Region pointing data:
* * * * *

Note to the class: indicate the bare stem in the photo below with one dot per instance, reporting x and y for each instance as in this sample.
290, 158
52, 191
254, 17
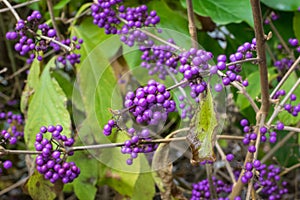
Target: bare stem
274, 29
50, 8
242, 61
261, 54
113, 145
192, 27
280, 106
287, 170
12, 10
278, 145
210, 181
18, 5
243, 91
228, 167
263, 70
56, 42
285, 77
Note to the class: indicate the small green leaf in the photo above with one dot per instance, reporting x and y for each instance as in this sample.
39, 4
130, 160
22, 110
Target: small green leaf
203, 130
224, 11
31, 85
47, 107
290, 5
39, 188
296, 24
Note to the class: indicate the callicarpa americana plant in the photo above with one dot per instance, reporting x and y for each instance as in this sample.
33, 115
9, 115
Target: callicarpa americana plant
153, 99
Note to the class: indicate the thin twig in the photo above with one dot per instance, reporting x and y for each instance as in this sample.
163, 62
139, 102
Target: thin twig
18, 5
278, 145
261, 54
242, 61
12, 10
3, 70
228, 167
270, 53
50, 8
274, 29
287, 170
56, 42
192, 27
113, 145
13, 186
212, 190
156, 37
285, 77
27, 66
280, 106
289, 128
243, 91
11, 58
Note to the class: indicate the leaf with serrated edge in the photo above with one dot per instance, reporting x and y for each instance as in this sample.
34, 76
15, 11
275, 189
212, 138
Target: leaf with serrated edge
47, 107
203, 128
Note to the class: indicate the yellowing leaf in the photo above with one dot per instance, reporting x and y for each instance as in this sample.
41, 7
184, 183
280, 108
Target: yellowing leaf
203, 130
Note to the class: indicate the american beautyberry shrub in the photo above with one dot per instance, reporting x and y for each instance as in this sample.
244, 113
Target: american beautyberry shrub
51, 162
36, 39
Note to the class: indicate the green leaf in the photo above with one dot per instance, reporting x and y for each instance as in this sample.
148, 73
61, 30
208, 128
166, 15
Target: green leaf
203, 130
80, 11
144, 188
39, 188
224, 11
119, 175
284, 116
253, 89
47, 107
290, 5
177, 22
95, 38
84, 185
296, 24
61, 4
32, 83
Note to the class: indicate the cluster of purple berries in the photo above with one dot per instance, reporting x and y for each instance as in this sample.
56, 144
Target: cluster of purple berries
273, 17
133, 146
284, 60
244, 51
73, 58
13, 132
51, 162
138, 17
193, 64
291, 107
150, 104
105, 15
201, 190
158, 59
268, 180
6, 165
31, 44
15, 129
108, 14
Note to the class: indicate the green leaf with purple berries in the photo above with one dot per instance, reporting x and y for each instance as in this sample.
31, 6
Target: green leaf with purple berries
40, 188
296, 25
290, 5
224, 11
47, 107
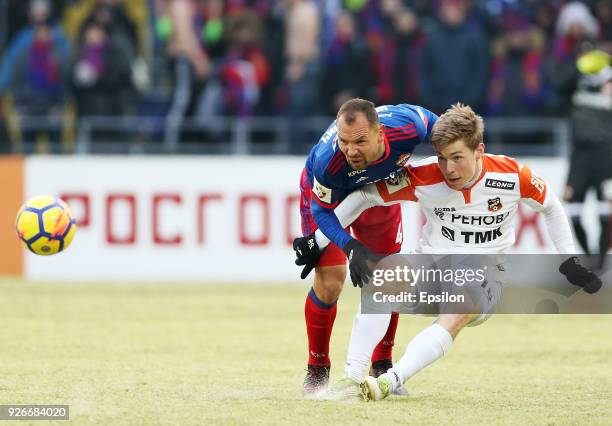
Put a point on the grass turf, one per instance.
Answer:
(235, 354)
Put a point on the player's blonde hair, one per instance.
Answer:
(458, 122)
(350, 108)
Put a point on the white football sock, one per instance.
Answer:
(426, 347)
(367, 331)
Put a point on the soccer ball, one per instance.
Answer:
(45, 225)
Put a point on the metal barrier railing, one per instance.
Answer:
(231, 135)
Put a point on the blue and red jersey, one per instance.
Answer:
(332, 178)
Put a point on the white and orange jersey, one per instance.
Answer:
(478, 219)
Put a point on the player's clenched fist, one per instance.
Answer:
(358, 256)
(307, 253)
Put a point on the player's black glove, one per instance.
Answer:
(580, 276)
(358, 256)
(307, 253)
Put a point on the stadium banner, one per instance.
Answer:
(11, 188)
(195, 218)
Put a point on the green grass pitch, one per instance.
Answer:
(235, 354)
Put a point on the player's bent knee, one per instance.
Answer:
(329, 281)
(454, 323)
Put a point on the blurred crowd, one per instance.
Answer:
(178, 59)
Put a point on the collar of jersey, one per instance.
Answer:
(387, 150)
(483, 170)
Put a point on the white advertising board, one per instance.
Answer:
(222, 219)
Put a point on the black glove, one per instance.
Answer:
(358, 256)
(580, 276)
(307, 253)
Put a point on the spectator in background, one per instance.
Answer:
(33, 72)
(346, 73)
(410, 43)
(603, 13)
(395, 44)
(591, 159)
(575, 31)
(302, 66)
(101, 75)
(196, 30)
(245, 69)
(126, 20)
(455, 60)
(517, 85)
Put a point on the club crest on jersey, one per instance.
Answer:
(439, 211)
(403, 159)
(448, 233)
(396, 181)
(322, 192)
(494, 204)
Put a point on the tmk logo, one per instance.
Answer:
(499, 184)
(448, 233)
(356, 172)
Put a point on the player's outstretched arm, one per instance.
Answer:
(351, 208)
(308, 249)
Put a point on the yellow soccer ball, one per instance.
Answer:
(45, 225)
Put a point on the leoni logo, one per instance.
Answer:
(499, 184)
(495, 204)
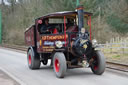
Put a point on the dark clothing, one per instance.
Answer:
(45, 28)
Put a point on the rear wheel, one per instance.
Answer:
(33, 59)
(98, 64)
(59, 64)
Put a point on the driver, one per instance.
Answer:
(45, 26)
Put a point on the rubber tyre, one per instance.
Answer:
(33, 59)
(45, 62)
(59, 64)
(99, 64)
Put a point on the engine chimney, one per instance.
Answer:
(80, 18)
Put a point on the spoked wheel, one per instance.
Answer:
(45, 62)
(33, 59)
(59, 64)
(98, 64)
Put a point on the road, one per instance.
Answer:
(15, 64)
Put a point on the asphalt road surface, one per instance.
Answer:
(15, 64)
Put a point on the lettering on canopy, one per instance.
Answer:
(53, 37)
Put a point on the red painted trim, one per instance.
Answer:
(90, 27)
(57, 65)
(65, 30)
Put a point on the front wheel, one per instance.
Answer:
(98, 65)
(59, 64)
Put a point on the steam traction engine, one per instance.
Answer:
(70, 47)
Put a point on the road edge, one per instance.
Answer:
(13, 77)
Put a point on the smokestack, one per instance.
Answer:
(80, 18)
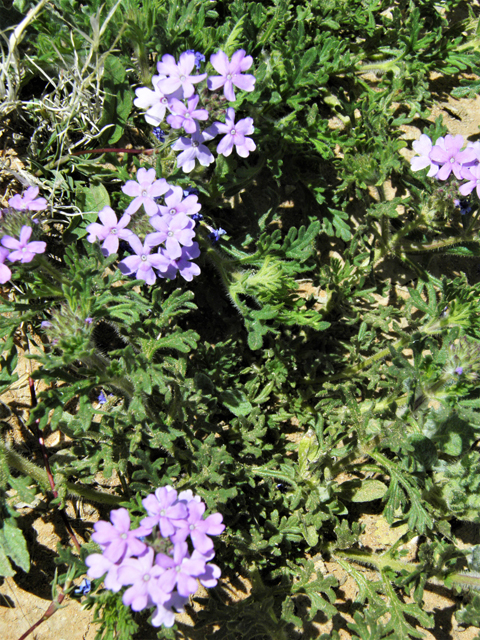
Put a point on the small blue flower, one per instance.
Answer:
(196, 217)
(216, 234)
(199, 58)
(84, 588)
(190, 191)
(159, 134)
(463, 205)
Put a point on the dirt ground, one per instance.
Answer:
(25, 597)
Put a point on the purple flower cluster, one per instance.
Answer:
(21, 250)
(449, 155)
(154, 560)
(172, 235)
(174, 91)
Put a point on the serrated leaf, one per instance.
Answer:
(14, 546)
(96, 197)
(237, 402)
(364, 491)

* * * * *

> [YOUR GOAL]: Identify the lines above that contain the word "glove", then copy them.

> [RESPONSE BELOW]:
Put a point on the player's black glove, one per instance.
Put a point on the black glove, one per instance.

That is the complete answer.